- _EXERCISE GOAL_:
Which lines hold the string "crowd"? Copy each of them from the material below.

- _INPUT RECORDS_:
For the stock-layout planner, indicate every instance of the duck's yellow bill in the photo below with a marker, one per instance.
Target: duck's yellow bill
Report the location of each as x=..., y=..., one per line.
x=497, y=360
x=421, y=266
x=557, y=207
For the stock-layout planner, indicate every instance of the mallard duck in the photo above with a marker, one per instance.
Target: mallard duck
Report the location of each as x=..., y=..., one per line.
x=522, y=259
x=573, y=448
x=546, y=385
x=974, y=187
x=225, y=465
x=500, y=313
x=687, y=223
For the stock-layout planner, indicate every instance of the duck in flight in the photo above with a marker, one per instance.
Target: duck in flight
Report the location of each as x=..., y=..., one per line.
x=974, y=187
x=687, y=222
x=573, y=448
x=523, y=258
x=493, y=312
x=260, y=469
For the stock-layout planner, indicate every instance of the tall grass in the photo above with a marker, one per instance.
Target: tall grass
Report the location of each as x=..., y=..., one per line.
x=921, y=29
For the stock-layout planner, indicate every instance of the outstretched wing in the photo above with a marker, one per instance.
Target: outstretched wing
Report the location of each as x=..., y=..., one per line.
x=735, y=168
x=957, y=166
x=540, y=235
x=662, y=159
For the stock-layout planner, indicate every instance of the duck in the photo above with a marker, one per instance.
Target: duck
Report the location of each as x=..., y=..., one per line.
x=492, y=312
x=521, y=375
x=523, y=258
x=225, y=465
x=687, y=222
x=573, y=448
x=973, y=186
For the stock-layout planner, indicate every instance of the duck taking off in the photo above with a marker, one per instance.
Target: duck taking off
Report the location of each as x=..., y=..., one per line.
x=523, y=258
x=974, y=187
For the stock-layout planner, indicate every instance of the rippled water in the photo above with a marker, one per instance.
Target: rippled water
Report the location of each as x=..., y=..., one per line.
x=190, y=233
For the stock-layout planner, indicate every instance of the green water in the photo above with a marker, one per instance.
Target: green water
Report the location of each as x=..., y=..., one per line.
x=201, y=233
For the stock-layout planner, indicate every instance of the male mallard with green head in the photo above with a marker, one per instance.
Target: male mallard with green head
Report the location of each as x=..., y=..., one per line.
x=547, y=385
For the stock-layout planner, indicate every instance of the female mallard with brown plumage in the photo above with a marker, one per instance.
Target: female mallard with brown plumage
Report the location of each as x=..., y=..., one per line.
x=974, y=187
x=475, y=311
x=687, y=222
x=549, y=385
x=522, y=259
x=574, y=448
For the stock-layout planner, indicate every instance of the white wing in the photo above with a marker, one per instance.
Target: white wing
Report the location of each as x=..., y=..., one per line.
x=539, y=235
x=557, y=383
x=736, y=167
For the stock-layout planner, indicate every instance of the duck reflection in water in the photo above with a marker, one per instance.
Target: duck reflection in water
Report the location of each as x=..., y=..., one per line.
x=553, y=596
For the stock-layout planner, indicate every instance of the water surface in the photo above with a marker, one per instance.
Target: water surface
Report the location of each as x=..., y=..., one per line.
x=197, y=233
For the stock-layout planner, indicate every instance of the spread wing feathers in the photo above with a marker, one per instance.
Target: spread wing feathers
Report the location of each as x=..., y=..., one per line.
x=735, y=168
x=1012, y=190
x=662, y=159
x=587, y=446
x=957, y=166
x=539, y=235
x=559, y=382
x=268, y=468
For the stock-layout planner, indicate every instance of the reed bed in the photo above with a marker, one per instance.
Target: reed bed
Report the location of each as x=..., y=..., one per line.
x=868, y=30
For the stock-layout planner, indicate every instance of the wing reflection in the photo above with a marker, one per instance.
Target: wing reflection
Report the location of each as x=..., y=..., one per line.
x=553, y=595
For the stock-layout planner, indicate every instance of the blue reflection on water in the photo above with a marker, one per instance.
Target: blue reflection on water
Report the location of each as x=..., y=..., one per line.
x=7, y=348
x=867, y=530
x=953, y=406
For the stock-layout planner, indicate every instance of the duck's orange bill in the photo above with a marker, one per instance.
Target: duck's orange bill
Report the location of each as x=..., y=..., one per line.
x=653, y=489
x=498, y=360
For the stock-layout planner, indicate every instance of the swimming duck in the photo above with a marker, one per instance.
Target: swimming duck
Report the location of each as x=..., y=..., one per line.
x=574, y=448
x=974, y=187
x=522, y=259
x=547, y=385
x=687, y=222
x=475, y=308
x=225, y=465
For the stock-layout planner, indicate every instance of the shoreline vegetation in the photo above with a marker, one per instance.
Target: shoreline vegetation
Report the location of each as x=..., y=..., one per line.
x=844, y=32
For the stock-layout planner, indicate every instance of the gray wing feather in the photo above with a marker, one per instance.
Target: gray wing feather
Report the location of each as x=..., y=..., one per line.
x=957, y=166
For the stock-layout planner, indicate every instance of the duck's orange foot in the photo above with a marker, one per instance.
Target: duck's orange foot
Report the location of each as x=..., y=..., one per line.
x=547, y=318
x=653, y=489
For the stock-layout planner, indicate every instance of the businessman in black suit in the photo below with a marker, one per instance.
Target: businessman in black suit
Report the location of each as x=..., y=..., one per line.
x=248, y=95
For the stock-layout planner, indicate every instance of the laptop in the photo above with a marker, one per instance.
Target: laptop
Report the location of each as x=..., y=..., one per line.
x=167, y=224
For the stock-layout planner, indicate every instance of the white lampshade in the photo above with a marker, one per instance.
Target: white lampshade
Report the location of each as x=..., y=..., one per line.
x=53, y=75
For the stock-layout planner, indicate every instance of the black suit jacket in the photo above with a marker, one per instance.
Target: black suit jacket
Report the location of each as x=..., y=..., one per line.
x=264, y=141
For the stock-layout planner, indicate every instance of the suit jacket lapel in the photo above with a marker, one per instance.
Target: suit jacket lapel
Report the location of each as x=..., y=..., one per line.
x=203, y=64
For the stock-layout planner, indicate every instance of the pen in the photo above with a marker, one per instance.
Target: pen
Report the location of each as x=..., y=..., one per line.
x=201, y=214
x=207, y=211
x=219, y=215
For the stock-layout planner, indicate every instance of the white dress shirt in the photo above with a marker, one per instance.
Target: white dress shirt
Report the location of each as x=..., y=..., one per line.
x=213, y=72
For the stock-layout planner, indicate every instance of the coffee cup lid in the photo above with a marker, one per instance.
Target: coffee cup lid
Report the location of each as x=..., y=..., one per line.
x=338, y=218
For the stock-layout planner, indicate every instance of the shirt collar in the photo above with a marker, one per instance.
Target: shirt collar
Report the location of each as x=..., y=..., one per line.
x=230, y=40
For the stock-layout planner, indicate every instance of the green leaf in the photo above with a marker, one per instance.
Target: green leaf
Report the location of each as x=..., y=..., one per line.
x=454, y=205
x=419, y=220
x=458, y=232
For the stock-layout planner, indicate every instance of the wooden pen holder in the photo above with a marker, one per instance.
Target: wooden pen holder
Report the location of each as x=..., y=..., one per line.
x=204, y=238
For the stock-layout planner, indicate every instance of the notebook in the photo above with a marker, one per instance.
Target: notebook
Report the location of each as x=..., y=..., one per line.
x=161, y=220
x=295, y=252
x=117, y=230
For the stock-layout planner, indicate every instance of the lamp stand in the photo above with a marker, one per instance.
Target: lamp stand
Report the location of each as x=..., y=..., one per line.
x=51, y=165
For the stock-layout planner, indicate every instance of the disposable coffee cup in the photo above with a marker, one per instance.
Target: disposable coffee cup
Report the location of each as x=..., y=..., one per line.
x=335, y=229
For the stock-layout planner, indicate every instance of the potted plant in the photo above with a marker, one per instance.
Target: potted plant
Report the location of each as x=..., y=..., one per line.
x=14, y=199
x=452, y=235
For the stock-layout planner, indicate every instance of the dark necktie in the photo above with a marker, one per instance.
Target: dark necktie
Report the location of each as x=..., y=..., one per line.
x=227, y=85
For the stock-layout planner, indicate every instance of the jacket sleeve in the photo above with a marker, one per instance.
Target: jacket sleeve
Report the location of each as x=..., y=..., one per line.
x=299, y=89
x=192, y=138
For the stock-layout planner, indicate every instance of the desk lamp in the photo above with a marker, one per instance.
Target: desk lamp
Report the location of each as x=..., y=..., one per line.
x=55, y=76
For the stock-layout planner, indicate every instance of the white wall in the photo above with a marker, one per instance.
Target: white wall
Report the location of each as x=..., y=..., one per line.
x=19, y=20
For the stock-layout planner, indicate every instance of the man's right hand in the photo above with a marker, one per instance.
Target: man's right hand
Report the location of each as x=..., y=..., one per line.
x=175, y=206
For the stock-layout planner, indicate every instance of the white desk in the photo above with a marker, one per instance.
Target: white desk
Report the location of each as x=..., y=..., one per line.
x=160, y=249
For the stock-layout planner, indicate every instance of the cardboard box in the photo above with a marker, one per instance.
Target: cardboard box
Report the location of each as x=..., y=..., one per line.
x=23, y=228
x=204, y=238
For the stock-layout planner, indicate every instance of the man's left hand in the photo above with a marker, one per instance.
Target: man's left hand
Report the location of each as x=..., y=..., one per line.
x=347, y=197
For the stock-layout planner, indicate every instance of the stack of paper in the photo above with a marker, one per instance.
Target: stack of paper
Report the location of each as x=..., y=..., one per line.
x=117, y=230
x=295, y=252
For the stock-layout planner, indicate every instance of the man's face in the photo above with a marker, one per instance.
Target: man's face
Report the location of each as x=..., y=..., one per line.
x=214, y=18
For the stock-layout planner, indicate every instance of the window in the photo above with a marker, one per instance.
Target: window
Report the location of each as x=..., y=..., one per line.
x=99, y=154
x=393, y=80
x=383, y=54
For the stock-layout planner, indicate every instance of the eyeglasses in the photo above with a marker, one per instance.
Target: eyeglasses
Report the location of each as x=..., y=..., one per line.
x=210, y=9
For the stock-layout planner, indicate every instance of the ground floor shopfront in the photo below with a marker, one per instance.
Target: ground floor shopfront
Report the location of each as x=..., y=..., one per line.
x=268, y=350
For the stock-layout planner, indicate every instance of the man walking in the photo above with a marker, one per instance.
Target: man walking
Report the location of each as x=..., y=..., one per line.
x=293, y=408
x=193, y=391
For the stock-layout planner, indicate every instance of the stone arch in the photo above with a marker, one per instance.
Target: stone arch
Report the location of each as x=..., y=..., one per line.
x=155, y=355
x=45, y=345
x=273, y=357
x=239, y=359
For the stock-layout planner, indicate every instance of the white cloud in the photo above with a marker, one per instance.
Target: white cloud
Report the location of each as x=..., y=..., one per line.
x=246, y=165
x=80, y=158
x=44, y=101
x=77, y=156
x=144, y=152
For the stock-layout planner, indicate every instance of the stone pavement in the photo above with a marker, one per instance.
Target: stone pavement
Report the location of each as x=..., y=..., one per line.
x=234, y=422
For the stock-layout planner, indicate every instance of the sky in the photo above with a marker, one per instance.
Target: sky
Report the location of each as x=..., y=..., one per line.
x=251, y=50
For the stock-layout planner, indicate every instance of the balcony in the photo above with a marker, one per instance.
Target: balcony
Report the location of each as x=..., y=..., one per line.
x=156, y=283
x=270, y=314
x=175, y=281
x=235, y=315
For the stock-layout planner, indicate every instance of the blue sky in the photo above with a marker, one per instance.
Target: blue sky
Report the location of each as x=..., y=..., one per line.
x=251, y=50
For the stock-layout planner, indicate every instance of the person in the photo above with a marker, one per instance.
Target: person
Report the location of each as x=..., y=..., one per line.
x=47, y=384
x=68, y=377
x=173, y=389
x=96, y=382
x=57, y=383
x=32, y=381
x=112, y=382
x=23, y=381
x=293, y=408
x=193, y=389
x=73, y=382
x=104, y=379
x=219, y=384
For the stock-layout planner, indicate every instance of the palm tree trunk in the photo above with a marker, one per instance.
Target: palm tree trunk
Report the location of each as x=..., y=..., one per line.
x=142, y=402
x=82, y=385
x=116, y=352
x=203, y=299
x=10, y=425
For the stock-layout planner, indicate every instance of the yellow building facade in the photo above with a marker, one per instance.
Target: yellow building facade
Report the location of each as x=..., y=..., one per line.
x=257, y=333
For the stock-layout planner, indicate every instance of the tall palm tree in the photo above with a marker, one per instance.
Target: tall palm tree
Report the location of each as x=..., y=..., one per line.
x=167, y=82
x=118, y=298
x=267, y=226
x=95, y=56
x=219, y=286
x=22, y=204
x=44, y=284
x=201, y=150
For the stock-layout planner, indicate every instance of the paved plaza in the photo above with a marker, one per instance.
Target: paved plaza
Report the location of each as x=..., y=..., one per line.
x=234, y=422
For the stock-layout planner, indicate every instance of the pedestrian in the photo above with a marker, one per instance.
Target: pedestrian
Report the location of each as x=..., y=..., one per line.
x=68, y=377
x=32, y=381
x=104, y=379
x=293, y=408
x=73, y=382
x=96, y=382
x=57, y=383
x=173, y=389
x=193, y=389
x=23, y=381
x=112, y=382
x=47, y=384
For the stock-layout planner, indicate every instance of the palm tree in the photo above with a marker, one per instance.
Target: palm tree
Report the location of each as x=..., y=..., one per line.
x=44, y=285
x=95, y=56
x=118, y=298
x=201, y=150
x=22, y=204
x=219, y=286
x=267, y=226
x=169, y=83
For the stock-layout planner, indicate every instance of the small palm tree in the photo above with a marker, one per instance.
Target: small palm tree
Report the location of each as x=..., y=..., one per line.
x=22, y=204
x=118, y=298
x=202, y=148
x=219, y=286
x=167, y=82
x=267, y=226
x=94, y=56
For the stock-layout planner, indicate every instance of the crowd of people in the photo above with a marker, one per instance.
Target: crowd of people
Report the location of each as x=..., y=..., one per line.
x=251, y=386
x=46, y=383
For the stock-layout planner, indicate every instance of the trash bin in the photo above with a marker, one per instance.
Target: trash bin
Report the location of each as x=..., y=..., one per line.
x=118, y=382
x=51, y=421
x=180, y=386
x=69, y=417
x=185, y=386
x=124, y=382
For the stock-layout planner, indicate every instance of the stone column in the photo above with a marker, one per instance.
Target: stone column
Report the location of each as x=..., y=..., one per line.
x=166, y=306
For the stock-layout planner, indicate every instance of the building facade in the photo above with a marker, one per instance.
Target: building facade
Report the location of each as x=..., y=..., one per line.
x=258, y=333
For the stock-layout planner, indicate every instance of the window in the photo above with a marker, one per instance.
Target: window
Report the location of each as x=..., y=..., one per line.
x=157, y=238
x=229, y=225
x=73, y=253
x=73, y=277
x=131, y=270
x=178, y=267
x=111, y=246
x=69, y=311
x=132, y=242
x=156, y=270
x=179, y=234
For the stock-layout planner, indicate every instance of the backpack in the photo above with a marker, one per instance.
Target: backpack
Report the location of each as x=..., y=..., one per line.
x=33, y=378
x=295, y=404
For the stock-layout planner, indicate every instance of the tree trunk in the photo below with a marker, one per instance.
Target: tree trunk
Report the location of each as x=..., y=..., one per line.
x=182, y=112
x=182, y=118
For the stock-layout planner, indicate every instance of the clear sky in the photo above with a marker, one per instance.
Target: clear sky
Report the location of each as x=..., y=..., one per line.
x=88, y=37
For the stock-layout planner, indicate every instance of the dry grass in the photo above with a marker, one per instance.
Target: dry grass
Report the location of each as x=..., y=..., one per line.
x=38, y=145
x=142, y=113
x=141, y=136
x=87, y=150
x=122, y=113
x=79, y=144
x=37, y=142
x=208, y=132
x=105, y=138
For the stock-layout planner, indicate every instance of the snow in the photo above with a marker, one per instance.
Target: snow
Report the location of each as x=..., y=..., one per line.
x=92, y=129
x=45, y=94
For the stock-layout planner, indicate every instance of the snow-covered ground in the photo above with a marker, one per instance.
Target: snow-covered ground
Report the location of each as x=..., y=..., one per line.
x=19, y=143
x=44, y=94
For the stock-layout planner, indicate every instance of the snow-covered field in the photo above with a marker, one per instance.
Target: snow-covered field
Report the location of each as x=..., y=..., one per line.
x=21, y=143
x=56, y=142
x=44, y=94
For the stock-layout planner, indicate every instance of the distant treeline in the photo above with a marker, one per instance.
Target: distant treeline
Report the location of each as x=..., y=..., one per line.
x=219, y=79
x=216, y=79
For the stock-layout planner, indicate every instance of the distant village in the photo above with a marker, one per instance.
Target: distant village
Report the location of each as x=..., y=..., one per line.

- _TASK ANSWER_:
For the stock-layout planner, indicate every instance of the crowd of people in the photo above with a marker, one per instance.
Target: crowd of people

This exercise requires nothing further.